## WORK TO BE COMPLETED
Copy every line in the records below that contains the word "json".

-- SUPPLIED DATA follows --

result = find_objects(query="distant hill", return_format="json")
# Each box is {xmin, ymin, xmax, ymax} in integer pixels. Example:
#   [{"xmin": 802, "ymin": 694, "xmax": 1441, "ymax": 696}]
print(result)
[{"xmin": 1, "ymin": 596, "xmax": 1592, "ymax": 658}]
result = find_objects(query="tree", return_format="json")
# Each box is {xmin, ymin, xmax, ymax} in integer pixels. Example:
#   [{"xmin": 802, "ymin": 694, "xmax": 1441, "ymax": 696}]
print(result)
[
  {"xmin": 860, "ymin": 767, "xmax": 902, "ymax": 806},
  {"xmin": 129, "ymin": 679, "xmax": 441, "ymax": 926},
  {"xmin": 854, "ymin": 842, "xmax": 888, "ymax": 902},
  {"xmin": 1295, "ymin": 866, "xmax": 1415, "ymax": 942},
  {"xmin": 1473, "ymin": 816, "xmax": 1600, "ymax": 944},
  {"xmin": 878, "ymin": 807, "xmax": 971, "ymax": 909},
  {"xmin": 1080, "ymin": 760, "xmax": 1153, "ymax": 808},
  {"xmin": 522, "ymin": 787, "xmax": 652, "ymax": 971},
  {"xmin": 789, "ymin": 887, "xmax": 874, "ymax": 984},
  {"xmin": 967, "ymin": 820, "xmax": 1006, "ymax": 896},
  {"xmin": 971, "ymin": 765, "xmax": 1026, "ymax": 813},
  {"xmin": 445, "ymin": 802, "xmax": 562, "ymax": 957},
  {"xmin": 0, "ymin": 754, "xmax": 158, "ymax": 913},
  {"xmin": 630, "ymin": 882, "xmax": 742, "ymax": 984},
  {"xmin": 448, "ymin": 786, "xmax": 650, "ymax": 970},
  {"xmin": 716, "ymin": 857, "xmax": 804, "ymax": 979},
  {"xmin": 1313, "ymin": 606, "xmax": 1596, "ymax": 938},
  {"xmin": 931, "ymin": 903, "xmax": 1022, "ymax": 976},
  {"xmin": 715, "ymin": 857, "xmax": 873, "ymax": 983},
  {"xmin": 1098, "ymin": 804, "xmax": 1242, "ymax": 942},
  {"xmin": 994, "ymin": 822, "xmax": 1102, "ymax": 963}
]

-- SUPPLIED DATA concluded --

## SOLVED PROBLEM
result = find_objects(query="distant hill", return_format="json")
result = find_objects(query="tree", return_format="json")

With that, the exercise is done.